Reescreva em forma de lista numerada as linhas dos itens, começando na linha que contém "Place one keypoint on each instance of the damaged" e terminando no fim dos itens. Omita as linhas em branco.

(Registros de um conjunto de dados)

+++

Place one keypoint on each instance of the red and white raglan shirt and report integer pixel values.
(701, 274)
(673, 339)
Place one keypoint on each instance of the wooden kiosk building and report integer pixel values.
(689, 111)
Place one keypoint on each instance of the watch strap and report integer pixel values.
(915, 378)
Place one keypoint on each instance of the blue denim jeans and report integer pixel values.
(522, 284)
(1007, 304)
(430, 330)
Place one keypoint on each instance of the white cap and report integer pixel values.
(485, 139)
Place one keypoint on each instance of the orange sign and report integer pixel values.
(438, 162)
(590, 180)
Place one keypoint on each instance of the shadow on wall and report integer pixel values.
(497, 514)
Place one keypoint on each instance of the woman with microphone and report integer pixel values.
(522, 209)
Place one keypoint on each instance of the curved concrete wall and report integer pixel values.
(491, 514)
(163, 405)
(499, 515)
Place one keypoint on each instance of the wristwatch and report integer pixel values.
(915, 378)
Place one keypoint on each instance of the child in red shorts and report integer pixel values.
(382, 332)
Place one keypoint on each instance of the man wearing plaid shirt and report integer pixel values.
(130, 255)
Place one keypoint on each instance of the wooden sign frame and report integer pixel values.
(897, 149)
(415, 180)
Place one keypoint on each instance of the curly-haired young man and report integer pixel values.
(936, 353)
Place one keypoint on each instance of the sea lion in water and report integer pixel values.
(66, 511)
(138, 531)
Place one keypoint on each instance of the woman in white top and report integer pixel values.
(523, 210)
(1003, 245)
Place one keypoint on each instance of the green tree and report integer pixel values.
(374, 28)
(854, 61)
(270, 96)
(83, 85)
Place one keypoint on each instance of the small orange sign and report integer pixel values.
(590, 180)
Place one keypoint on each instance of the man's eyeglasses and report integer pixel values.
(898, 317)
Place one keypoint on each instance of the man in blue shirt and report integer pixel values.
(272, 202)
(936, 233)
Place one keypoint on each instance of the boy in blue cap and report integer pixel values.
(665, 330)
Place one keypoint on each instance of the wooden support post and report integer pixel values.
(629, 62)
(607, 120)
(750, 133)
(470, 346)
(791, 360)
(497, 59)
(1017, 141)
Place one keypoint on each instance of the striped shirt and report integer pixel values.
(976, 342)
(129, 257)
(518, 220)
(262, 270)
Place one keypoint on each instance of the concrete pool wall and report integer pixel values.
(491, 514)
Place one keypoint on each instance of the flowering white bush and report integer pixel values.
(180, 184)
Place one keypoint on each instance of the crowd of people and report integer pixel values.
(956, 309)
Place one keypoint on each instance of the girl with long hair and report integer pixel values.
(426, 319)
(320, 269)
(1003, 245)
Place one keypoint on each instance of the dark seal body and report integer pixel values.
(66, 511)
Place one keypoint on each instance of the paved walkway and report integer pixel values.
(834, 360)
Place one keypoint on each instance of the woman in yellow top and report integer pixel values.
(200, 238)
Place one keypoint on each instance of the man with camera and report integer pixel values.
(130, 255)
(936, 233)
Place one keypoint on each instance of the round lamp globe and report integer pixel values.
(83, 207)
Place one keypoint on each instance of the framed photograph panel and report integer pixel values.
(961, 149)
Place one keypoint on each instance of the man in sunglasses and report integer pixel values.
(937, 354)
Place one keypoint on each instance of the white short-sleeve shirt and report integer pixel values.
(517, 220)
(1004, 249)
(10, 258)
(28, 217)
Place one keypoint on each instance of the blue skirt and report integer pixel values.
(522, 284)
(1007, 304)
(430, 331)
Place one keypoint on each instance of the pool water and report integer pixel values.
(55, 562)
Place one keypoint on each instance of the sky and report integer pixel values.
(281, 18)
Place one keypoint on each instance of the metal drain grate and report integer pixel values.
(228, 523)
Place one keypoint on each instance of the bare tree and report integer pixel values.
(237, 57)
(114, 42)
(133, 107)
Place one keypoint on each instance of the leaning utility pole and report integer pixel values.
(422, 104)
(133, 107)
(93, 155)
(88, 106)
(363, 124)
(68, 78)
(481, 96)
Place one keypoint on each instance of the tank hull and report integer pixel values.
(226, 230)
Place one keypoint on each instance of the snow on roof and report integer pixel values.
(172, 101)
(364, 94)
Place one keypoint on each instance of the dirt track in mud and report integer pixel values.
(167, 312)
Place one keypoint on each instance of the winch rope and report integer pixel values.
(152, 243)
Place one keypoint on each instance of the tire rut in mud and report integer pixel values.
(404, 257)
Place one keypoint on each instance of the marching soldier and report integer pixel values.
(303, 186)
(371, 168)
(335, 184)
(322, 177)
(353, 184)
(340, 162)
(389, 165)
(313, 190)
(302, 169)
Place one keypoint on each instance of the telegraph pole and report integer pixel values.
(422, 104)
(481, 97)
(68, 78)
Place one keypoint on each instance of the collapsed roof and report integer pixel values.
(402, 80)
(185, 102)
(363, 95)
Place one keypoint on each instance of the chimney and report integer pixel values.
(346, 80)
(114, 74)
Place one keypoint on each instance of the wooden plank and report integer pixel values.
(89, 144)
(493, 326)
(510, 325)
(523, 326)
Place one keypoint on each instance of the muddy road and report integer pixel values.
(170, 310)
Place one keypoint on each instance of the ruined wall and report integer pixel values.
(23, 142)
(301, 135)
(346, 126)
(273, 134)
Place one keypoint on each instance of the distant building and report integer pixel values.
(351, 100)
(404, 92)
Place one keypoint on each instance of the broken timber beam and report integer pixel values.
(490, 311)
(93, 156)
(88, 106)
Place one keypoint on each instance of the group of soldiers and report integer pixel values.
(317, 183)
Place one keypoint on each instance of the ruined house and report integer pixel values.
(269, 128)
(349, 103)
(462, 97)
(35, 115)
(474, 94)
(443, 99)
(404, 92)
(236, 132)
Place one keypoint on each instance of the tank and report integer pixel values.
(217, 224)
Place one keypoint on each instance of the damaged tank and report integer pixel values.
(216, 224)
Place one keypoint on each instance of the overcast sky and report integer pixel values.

+++

▸ Solução do exercício
1. Place one keypoint on each instance of the damaged tank and report integer pixel values.
2. (216, 224)
3. Place one keypoint on each instance of the overcast sky and report integer pixel values.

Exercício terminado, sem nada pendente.